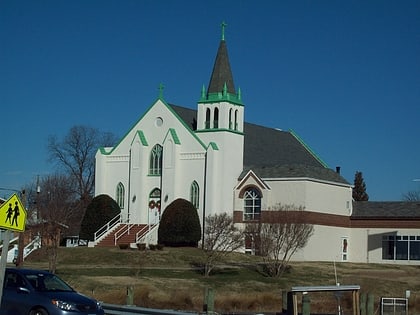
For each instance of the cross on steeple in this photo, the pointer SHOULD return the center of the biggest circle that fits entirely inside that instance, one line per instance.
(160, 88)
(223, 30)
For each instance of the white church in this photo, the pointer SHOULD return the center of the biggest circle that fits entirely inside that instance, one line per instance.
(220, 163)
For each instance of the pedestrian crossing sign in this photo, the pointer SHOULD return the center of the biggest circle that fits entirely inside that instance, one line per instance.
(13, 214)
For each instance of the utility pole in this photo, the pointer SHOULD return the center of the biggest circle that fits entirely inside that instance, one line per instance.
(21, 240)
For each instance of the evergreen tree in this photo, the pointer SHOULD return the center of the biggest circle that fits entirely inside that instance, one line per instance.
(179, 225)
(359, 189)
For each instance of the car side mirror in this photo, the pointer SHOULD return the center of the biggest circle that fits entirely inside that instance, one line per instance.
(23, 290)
- - - - -
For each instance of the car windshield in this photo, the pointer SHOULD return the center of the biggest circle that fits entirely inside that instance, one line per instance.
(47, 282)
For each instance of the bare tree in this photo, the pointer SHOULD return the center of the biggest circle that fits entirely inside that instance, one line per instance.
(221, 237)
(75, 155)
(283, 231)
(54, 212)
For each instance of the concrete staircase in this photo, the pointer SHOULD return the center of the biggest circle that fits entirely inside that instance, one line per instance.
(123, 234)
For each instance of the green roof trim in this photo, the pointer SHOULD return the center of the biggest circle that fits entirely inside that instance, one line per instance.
- - - - -
THE PROBLEM - Above are the records. Print exactly, and only, the lines from the line with "For each instance of the concrete" to the line with "For each instance of the green", both inclusive.

ANSWER SPACE -
For each instance of the concrete staircase in this photo, the pointer SHOULD return the center of the biggest circle that fits entirely inside that instance, one line per instance.
(123, 234)
For each instance of the green roof trim in this photo, the pointer SHOULD return the center of the biggest circle that fits entirely inside that instance, one line per instance.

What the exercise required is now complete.